* [WHAT THE EXERCISE ASKS]
Extract verbatim every line from the one containing "Each instance of the cat's nose" to the final line of the records below, inclusive, and exclude all pictures.

* [TASK DATA]
>> START
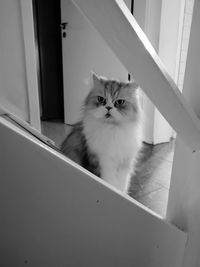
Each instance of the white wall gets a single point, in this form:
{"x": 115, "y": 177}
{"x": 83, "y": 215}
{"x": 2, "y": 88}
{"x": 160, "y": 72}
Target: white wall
{"x": 13, "y": 83}
{"x": 147, "y": 14}
{"x": 184, "y": 197}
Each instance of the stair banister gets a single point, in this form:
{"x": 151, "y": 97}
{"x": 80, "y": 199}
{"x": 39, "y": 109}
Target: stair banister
{"x": 116, "y": 25}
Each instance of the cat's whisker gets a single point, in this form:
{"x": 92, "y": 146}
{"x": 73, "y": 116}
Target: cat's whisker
{"x": 107, "y": 139}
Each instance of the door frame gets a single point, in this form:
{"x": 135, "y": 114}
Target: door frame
{"x": 30, "y": 51}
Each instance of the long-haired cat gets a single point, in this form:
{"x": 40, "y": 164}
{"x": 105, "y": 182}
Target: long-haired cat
{"x": 107, "y": 139}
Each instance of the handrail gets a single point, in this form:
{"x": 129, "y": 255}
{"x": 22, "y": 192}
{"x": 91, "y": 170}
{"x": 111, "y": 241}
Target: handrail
{"x": 116, "y": 25}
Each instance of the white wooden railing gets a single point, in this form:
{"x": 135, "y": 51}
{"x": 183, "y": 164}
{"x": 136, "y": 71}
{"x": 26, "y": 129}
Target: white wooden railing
{"x": 114, "y": 22}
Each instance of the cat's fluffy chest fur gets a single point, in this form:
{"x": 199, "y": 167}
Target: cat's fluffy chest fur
{"x": 116, "y": 147}
{"x": 107, "y": 139}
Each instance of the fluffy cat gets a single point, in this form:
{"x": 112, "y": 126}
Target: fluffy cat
{"x": 107, "y": 139}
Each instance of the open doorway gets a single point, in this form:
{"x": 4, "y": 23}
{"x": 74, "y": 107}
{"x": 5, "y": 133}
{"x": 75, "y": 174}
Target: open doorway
{"x": 47, "y": 19}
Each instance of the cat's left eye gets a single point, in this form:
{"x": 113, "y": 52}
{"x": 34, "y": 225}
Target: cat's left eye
{"x": 101, "y": 100}
{"x": 119, "y": 102}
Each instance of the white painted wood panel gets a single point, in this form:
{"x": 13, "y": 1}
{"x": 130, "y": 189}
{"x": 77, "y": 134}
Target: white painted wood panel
{"x": 53, "y": 213}
{"x": 119, "y": 29}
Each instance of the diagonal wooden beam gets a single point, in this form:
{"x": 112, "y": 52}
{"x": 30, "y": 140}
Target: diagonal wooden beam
{"x": 114, "y": 22}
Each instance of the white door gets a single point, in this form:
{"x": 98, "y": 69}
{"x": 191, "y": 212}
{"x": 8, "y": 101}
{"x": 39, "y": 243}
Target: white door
{"x": 83, "y": 51}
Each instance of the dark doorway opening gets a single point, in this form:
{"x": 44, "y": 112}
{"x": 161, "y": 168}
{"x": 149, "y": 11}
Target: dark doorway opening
{"x": 47, "y": 19}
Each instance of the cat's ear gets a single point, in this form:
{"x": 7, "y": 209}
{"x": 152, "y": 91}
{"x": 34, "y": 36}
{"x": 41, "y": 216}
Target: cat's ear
{"x": 133, "y": 85}
{"x": 95, "y": 79}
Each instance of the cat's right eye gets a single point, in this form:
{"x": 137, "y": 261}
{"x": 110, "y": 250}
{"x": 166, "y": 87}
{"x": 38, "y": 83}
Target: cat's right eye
{"x": 101, "y": 100}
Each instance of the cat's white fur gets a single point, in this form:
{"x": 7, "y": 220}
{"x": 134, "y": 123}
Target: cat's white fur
{"x": 117, "y": 148}
{"x": 115, "y": 142}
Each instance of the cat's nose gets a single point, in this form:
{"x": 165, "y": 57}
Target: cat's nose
{"x": 108, "y": 108}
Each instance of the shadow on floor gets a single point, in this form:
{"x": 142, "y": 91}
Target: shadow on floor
{"x": 150, "y": 184}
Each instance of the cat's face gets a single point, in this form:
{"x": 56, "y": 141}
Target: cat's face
{"x": 113, "y": 102}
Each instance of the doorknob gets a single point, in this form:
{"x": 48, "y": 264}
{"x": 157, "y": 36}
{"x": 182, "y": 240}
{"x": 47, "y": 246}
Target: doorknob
{"x": 63, "y": 25}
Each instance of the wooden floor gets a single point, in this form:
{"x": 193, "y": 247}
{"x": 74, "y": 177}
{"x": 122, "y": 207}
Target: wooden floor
{"x": 150, "y": 184}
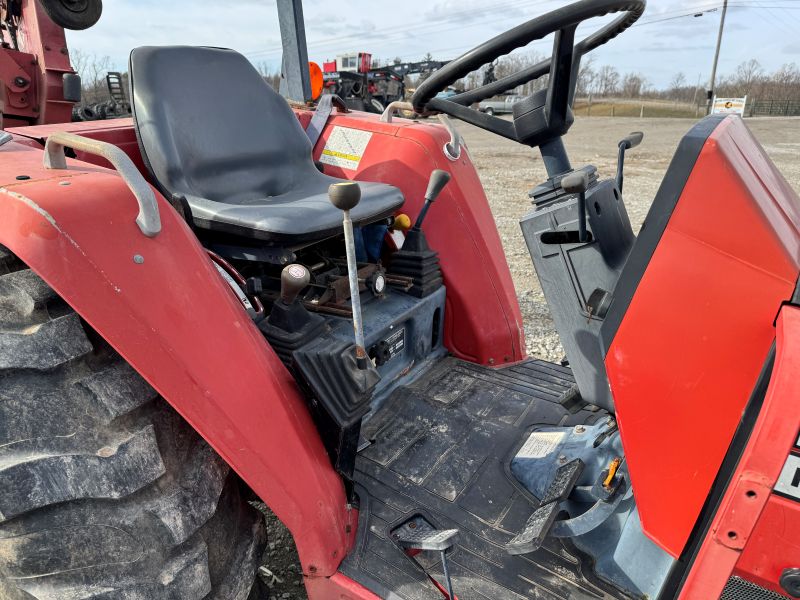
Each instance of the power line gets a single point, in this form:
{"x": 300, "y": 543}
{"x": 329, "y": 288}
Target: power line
{"x": 426, "y": 26}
>> END
* [RESPONSE TO THIS EXERCISE]
Each instance of the cat's nose gets a single point, in this form:
{"x": 165, "y": 57}
Target: cat's nose
{"x": 108, "y": 108}
Each instance of the shadow on floor gets a single point, in this form:
{"x": 142, "y": 91}
Target: shadow on floor
{"x": 150, "y": 184}
Each instance of the cat's face gets a single point, in this form:
{"x": 56, "y": 141}
Target: cat's face
{"x": 113, "y": 102}
Each instance of the doorknob gets a single point, in this form:
{"x": 48, "y": 264}
{"x": 157, "y": 36}
{"x": 182, "y": 240}
{"x": 47, "y": 246}
Target: doorknob
{"x": 63, "y": 25}
Each instance of the wooden floor gets a single point, in this form:
{"x": 193, "y": 247}
{"x": 74, "y": 177}
{"x": 122, "y": 207}
Target: wooden floor
{"x": 150, "y": 184}
Each instance of the power line gets a single point, in this form:
{"x": 300, "y": 543}
{"x": 329, "y": 288}
Target: power line
{"x": 426, "y": 26}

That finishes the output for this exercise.